Exercise instructions:
Can you copy every line of the material below, word for word and without changing anything?

Provided data:
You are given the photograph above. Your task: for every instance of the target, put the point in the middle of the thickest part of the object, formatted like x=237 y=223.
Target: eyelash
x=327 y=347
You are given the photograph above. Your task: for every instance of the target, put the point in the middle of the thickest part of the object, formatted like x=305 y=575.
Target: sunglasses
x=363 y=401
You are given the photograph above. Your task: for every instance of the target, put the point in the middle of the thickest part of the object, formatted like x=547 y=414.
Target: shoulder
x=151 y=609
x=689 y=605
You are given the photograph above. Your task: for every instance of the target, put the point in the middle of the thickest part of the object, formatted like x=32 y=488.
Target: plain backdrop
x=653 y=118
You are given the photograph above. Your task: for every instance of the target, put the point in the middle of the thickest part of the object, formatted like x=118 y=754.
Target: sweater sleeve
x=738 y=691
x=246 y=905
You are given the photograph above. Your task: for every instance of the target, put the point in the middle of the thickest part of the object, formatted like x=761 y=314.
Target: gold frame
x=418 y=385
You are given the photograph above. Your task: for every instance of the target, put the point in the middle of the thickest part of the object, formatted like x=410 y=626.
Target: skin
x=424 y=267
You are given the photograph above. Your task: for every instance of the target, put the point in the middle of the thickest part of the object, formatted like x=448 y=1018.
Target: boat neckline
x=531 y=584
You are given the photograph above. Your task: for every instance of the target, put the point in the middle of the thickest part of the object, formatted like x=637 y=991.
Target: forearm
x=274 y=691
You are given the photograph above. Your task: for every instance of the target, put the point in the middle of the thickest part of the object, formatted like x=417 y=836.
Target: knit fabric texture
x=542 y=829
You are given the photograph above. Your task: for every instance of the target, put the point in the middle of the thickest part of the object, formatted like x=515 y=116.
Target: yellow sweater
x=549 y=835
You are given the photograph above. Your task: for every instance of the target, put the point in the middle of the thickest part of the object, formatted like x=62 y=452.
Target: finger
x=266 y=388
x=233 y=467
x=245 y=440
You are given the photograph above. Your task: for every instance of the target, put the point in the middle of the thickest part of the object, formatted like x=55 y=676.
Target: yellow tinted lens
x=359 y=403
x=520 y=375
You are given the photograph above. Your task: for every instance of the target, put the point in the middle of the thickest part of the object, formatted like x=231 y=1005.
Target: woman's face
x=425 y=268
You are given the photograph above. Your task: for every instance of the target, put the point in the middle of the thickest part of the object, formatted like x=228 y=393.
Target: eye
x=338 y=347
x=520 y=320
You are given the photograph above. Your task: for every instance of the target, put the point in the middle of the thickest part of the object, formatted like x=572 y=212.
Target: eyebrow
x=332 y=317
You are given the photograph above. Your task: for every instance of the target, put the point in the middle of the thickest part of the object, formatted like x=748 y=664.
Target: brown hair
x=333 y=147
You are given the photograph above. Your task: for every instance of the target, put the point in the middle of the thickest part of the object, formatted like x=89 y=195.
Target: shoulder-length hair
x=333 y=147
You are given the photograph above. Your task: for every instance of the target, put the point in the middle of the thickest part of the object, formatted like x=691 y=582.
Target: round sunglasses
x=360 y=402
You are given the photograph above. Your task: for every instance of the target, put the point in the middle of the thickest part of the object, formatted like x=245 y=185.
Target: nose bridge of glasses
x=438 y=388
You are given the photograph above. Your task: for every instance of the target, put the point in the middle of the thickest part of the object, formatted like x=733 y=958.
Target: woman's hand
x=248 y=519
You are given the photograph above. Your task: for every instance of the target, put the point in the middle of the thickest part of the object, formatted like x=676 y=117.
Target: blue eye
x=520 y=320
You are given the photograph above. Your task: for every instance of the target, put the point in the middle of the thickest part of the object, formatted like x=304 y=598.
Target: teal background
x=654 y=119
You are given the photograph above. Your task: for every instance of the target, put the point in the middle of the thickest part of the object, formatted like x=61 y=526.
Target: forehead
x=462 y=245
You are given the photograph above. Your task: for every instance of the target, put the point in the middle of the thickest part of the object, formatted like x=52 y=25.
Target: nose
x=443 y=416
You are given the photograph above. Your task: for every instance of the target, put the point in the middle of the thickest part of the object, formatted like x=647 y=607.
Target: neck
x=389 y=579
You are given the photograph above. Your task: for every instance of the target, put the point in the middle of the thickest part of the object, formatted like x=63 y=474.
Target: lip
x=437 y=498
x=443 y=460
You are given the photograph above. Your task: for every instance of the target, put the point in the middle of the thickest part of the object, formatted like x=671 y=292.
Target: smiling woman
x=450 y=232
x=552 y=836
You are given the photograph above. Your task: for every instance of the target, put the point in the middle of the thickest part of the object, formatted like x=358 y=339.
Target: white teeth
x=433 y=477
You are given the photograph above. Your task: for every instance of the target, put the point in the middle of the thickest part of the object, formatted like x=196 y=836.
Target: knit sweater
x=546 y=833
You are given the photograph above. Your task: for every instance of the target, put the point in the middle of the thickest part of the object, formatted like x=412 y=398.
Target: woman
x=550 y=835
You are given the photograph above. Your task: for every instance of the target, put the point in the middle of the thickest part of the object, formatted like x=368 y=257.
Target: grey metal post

Written solution:
You are given the photograph above. Your task: for every instance of the target, put the point in the middle of the thickest part of the object, formatted like x=237 y=223.
Target: eyelash
x=327 y=347
You are given the photograph above. Your task: for every instance of the target, put the point in the middle of the thickest part of the object, formatted like x=305 y=575.
Target: sunglasses
x=363 y=401
You are given the photograph above. Your task: for every instance of the target, put the point in the middle of the thickest part of the object, formatted like x=547 y=414.
Target: shoulder
x=151 y=609
x=689 y=605
You are given the photograph above. Your task: for every instance of the target, put the point in the middle of the thickest part of the object, formatted like x=32 y=488.
Target: plain backdrop
x=653 y=118
You are given the photograph above. Your task: for every instance of the target, put the point in the middle of the thickest part of the object, formatted like x=118 y=754.
Target: sweater sleeve
x=738 y=691
x=246 y=905
You are given the photograph above. Your task: for every instance of the target, put the point in the middle of the thickest part of the object, formatted like x=761 y=314.
Target: gold frame
x=418 y=385
You are given the photograph above. Your task: for every instance of the target, put the point in the middle of the thickest part of the object, formatted like x=410 y=626.
Target: skin
x=424 y=267
You are given the photograph above. Your task: for every instance of the target, put the point in the middle of the thickest part of the object, formatted like x=448 y=1018.
Target: boat neckline
x=531 y=584
You are given the photograph above. Your task: for every instance of the target, put the point in the middle of the thickest part of the object, formatted like x=637 y=991.
Target: forearm
x=274 y=691
You are given the photograph above. Your task: for every instance of the target, put the point in the middle of the thickest part of the object, formatted like x=417 y=836.
Target: knit fabric texture
x=542 y=829
You are given the photograph above. Your task: for every instance of the target, put the point in the middle of the thickest part of the object, formatted like x=515 y=116.
Target: yellow sweater
x=549 y=835
You are given the photograph above. Your task: for every instance of the target, put the point in the middle of the thickest part of the object, formatted like x=62 y=452.
Target: finger
x=266 y=388
x=233 y=467
x=245 y=440
You are given the photograph above. Your task: for every instance of the target, put the point in the middle of the thickest part of the object, formatted like x=55 y=676.
Target: yellow tinted lens
x=359 y=403
x=520 y=375
You are given the photograph above. Your task: for every instance of the target, put the point in the middle of the thickest part of the object, formatted like x=231 y=1005.
Target: woman's face
x=425 y=268
You are given the photograph above. Your task: for every instance of the target, put the point in the middle of the thickest part of the object, formatted like x=228 y=393.
Target: eye
x=338 y=347
x=520 y=320
You are given the photograph above. Your task: for every instance of the target, put the point in the middle of the thickest part of the object, formatted like x=572 y=212.
Target: eyebrow
x=332 y=317
You are given the photograph above. Your task: for every instance of the target, put the point in the middle of the thickest part of the object, formatted like x=748 y=664.
Target: brown hair
x=333 y=147
You are given the photograph above. Your task: for every instance of the target, put the point in the middle of the thickest part of the object, formatted like x=89 y=195.
Target: shoulder-length hair
x=333 y=147
You are given the photograph above. Your task: for every instance of the target, put the point in the middle of the thickest part of the object, formatted like x=691 y=582.
Target: round sunglasses
x=360 y=402
You are given the photograph above. Your task: for every instance of the target, put the point in the middle of the thickest part of the object, formatted like x=245 y=185.
Target: nose bridge of glasses
x=438 y=388
You are given the photograph above. Your task: for every instance of the target, put the point in the middle of the thickest part of the object, formatted like x=733 y=958.
Target: woman's hand
x=248 y=519
You are given the photograph above. Your task: for every instance of the target, put the point in the middle of the thickest part of the object, formatted like x=676 y=117.
Target: blue eye
x=520 y=320
You are given the photograph above. Your task: for every instance of the target, put the point in the middle of the thickest part of the object, formatted like x=304 y=598.
Target: teal background
x=654 y=119
You are given the photograph above. Your task: for every instance of the target, put the point in the middle of the thickest part of the object, formatted like x=61 y=526.
Target: forehead
x=462 y=245
You are given the photograph above. Your task: for every instance of the target, put the point in the middle of the thickest part of the object, formatted like x=52 y=25.
Target: nose
x=443 y=416
You are given the photograph above. Your task: for every instance of the target, put the point in the middle of the thickest part of the object, formatted like x=647 y=607.
Target: neck
x=389 y=579
You are given the photograph above. Your task: for every instance of the target, put the point in the middle of the thickest part of the object, formatted like x=63 y=474.
Target: lip
x=437 y=498
x=443 y=460
You are given the photograph above. Your task: for every instance of the target, put the point in the middle of the thickest part of the object, formatted like x=671 y=292.
Target: smiling woman
x=450 y=232
x=552 y=836
You are given the photograph above. Your task: for every instance of the target, put the point in the middle of the thickest part of the object, formatted like x=358 y=339.
Target: white teeth
x=433 y=477
You are given the photograph above. Your task: for every instance of the target, put the point in the middle of the thickest part of the object, formatted like x=196 y=836.
Target: knit sweater
x=546 y=833
You are given the photograph above. Your task: for every instance of the target, put the point in the middle of the thickest part of the object, formatted like x=412 y=398.
Target: woman
x=550 y=835
You are given the photograph above. Your task: for every instance of the target, put the point in the middle of the thickest part of the object, formatted like x=368 y=257.
Target: grey metal post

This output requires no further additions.